[Prompt]
Copy out the lines of the material that include the string "below".
· · ·
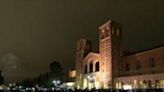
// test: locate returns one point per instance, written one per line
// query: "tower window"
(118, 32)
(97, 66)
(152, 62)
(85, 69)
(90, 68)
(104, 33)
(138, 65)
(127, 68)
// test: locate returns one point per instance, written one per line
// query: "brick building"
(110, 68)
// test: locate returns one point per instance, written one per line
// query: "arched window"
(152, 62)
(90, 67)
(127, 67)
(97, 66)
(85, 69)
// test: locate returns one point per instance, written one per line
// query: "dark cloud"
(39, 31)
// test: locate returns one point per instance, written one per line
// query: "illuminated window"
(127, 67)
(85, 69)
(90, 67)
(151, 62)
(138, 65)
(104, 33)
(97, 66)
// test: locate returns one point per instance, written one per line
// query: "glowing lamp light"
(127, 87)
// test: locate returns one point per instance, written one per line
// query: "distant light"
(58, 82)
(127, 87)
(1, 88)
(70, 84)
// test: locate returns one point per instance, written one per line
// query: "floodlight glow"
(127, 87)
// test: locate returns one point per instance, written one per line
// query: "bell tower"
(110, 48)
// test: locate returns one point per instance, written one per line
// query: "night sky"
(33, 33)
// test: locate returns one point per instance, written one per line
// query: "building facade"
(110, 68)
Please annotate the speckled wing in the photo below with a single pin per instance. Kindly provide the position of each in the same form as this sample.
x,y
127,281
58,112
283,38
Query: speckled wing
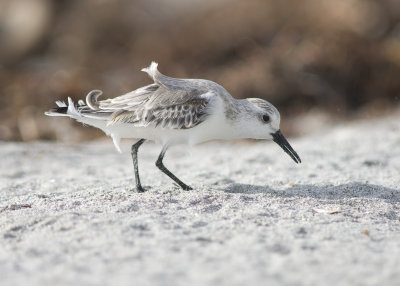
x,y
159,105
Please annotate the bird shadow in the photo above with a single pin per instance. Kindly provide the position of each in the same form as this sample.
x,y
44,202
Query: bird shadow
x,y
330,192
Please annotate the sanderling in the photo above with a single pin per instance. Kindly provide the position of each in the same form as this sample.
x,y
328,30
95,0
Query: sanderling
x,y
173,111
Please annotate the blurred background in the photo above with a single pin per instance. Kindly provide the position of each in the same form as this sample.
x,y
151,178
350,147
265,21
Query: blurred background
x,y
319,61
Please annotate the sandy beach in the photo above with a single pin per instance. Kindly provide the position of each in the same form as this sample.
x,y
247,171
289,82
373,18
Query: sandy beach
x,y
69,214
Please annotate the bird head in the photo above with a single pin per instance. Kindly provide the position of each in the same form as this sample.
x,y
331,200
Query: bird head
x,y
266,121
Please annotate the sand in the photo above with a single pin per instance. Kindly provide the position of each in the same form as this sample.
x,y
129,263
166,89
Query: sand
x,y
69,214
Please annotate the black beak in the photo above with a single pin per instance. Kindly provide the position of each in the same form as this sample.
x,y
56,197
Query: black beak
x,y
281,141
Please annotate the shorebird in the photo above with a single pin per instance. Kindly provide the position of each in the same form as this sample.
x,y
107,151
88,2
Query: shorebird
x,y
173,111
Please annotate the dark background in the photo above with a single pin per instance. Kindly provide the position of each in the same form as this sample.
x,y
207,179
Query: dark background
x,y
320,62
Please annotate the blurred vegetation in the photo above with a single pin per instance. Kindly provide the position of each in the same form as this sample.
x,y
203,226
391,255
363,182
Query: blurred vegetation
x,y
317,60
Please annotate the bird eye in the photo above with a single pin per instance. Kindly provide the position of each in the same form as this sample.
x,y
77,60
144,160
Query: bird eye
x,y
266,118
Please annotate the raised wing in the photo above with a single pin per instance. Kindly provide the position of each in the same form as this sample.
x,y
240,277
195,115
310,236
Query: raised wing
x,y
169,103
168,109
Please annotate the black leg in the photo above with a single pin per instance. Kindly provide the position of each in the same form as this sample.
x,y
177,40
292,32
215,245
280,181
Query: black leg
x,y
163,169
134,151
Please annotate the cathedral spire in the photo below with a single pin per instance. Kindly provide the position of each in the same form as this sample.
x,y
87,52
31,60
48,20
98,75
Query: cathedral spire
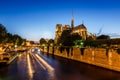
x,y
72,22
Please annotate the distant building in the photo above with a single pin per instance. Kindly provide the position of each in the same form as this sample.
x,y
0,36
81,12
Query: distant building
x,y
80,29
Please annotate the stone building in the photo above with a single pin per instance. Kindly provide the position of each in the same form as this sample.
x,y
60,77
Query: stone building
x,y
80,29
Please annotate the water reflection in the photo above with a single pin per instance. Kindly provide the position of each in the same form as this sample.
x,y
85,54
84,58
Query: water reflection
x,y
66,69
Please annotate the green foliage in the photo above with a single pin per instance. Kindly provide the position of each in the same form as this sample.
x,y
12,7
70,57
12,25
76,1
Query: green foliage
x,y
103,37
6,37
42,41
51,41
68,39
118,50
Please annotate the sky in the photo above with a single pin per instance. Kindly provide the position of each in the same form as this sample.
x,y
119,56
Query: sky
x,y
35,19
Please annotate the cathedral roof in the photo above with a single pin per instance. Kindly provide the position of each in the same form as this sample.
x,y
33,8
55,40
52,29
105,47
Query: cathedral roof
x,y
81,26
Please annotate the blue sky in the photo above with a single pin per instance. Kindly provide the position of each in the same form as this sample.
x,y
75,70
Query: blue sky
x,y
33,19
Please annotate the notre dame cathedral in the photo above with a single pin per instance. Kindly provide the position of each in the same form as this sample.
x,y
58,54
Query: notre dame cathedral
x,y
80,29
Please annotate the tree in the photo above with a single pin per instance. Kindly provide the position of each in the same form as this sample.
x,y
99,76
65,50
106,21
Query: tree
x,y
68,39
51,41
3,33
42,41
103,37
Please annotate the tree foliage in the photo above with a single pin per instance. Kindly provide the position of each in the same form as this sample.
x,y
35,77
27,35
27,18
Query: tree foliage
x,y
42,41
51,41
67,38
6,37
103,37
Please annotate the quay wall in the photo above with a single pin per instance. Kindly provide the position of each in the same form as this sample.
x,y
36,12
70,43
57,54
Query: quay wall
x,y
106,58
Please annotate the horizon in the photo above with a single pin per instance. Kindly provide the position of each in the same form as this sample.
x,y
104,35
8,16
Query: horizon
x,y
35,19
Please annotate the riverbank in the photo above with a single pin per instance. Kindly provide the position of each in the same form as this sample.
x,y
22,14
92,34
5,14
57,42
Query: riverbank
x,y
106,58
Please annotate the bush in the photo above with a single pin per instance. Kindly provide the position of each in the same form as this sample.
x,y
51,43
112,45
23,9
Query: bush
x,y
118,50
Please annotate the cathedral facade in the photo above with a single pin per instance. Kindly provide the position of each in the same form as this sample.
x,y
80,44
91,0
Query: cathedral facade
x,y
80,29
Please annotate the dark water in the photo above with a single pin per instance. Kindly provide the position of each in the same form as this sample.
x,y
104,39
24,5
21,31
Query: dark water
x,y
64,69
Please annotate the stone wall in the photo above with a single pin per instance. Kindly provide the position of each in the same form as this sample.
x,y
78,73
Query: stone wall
· · ·
[Written response]
Please annotate the speckled wing in the photo below with a single pin per instance. Kindly provide the position of each in the same form as this sample.
Please annotate the cathedral spire in the photo below with a single pin per instance. Kindly provide the position of each in the same form as this sample.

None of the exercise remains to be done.